Referring expression data
# # # # # # #

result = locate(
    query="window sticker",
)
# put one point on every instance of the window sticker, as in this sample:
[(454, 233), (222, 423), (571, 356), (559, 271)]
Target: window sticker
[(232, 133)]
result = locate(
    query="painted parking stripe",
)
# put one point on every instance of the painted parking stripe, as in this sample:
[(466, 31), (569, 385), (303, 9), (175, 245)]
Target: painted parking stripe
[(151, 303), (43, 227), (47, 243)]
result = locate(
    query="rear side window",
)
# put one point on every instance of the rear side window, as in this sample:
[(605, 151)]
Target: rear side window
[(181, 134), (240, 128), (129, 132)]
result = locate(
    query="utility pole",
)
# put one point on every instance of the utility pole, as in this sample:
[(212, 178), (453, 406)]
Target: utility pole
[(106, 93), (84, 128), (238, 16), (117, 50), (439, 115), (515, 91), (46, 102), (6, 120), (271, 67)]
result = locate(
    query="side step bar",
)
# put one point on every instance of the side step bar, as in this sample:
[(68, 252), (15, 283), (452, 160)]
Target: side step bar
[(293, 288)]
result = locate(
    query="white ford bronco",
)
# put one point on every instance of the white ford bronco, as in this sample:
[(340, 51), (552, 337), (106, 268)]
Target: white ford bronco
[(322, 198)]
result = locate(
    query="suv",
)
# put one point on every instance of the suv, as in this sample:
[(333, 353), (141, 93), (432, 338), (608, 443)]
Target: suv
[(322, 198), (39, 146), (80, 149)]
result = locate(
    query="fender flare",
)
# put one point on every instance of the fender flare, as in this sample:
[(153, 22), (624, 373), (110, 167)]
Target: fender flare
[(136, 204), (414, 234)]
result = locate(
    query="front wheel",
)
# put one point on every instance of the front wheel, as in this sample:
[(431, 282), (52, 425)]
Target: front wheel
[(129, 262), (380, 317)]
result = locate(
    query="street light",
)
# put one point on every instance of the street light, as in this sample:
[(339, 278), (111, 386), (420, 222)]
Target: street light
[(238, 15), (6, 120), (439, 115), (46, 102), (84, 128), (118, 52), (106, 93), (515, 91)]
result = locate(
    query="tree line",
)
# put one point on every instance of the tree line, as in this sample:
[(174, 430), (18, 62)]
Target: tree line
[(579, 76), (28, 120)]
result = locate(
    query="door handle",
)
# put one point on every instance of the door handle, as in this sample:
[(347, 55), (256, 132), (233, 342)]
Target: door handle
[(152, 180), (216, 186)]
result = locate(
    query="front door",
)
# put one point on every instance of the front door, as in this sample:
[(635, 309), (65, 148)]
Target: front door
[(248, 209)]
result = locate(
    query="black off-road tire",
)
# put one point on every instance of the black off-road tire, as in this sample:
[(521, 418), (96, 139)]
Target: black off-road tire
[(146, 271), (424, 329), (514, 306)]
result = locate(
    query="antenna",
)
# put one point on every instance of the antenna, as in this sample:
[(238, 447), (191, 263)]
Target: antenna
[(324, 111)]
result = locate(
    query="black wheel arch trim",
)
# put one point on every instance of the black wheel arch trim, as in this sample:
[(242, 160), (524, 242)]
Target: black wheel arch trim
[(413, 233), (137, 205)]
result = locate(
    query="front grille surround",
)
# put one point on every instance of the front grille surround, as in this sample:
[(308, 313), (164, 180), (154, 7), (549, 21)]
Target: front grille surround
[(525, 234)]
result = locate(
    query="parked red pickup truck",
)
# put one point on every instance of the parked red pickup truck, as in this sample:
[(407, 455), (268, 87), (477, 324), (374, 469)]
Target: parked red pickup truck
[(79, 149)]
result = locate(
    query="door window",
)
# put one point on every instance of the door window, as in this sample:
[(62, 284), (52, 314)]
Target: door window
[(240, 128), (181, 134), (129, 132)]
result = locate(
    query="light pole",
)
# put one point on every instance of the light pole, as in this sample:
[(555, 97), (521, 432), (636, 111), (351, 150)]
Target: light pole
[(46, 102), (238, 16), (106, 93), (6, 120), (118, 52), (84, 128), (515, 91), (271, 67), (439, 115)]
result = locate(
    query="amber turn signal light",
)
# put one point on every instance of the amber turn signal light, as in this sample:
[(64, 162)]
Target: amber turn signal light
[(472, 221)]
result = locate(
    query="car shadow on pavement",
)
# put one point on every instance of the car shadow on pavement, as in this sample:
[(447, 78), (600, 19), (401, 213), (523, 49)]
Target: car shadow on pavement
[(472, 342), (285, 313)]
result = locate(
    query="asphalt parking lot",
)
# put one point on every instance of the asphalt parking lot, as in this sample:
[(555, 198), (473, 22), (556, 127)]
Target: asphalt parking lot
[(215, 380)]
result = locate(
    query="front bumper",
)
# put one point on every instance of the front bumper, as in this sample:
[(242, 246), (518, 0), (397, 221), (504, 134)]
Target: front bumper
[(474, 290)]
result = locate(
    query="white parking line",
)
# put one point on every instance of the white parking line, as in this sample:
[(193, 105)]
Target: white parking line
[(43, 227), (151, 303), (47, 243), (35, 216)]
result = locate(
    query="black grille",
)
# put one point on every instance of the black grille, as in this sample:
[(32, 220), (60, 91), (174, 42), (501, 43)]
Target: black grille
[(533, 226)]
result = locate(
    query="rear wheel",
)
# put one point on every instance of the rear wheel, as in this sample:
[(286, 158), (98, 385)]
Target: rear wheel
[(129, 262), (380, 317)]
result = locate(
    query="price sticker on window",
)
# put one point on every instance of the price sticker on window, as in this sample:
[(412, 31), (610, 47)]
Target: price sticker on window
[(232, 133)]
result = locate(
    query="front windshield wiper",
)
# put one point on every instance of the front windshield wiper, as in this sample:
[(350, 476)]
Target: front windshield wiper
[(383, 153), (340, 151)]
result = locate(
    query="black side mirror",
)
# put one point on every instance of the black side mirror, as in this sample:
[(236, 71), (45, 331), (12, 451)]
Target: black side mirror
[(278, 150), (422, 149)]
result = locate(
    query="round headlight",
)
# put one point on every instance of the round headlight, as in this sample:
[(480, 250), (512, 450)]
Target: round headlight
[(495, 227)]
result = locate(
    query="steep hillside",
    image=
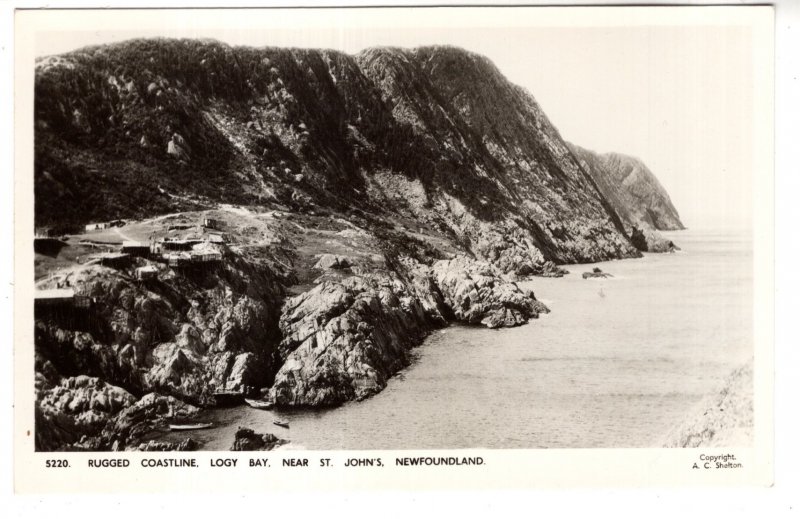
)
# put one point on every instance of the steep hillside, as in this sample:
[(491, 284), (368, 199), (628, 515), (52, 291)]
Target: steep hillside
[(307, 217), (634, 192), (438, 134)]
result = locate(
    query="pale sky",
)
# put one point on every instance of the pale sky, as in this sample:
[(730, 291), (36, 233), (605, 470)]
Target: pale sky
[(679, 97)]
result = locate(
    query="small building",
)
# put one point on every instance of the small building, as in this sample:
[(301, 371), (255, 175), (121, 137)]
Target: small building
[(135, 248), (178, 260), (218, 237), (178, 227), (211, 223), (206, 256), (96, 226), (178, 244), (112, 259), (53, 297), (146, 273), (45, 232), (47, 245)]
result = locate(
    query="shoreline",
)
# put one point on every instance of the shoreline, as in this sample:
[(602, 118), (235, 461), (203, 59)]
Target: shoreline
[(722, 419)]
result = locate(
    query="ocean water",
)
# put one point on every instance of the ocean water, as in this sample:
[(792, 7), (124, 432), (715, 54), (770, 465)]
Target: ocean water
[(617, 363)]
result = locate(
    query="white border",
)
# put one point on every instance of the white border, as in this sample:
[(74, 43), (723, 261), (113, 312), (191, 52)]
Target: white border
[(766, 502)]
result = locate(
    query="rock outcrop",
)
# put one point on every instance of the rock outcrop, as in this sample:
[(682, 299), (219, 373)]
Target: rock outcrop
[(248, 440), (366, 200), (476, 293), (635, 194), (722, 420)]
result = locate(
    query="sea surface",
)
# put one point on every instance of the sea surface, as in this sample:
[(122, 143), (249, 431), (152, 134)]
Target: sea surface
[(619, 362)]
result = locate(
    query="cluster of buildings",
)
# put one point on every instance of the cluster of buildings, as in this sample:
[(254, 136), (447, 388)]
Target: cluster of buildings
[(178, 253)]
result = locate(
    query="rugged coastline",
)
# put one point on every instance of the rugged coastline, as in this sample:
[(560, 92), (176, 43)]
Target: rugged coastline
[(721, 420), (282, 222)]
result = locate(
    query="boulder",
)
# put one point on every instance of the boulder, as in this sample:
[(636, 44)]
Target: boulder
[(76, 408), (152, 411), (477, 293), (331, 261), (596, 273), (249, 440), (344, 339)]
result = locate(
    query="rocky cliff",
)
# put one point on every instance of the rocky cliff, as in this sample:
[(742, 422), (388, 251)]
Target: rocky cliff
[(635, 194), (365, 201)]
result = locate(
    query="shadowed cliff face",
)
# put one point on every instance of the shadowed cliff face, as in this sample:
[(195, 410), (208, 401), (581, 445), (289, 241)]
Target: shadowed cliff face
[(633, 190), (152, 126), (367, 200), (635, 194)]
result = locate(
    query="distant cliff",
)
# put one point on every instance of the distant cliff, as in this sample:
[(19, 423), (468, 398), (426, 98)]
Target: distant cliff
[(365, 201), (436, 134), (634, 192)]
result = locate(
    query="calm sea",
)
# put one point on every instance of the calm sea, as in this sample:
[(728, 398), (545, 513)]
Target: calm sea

# # # # # # #

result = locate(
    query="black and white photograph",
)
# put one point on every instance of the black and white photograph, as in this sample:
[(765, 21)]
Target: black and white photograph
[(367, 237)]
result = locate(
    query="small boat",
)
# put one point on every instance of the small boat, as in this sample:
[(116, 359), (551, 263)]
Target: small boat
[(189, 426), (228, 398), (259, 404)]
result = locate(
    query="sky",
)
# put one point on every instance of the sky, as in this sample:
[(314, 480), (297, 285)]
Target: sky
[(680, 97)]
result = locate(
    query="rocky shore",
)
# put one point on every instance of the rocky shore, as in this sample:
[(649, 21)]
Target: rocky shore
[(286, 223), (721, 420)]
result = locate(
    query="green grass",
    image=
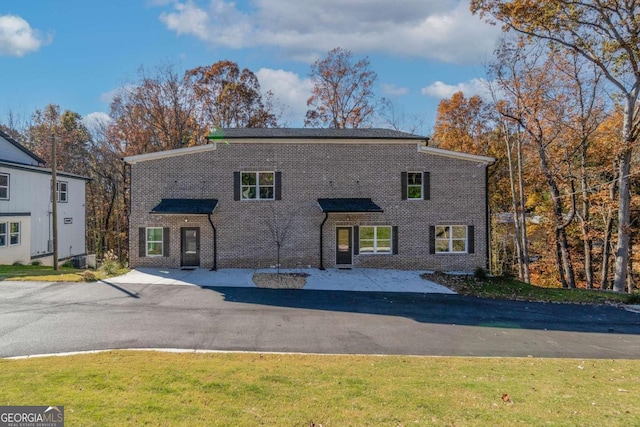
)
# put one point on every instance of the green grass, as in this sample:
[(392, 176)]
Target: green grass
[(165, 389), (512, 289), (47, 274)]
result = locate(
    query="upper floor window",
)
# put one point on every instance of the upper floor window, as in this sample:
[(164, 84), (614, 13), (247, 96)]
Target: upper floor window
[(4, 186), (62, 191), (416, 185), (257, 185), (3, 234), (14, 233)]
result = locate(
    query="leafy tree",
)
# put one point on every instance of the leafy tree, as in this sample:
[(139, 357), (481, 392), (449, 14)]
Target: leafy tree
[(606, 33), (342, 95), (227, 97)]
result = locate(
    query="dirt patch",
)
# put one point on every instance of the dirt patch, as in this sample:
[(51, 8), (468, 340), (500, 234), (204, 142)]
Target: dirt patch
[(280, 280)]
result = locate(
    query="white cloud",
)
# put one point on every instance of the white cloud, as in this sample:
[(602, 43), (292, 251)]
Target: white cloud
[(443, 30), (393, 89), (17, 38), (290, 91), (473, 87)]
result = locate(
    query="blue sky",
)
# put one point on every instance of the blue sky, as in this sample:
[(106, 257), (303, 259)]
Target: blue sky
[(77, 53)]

# # # # # # #

**Work instructions**
The line above containing "# put one point on every instance of the black wheel", the line containing "[(64, 162)]", and every line between them are to be transcribed exactly; no other line is wanted.

**Solution for this task**
# put one point on every instance of the black wheel arch trim, as in this sample:
[(242, 160), (524, 242)]
Target: black wheel arch trim
[(413, 233), (137, 205)]
result = locate(
    query="front grille surround",
)
# put one point on every instance of the front grille surround, as in this sample:
[(308, 313), (164, 180), (154, 7), (549, 21)]
Target: front grille surround
[(525, 234)]
result = locate(
    query="parked red pickup truck",
)
# put one point on every instance of the parked red pickup truck, as in this sample:
[(407, 455), (268, 87), (477, 324), (374, 469)]
Target: parked red pickup truck
[(79, 149)]
result = locate(
    query="door window",
)
# put one point on every instance of the door window, as in this sample:
[(62, 284), (52, 314)]
Target: door window
[(240, 128), (181, 134), (129, 132)]
result = locate(
    query="light pole",
)
# put one point on every instance of the light pole, as in this sample:
[(555, 97), (521, 432), (636, 111), (351, 150)]
Target: light pole
[(46, 102), (238, 16), (106, 93), (6, 120), (118, 52), (84, 128), (515, 91), (271, 67), (439, 115)]
result = locate(
    query="amber turn signal light",
)
# put one point on every instance of the amber turn signal light, as in this sample:
[(64, 162)]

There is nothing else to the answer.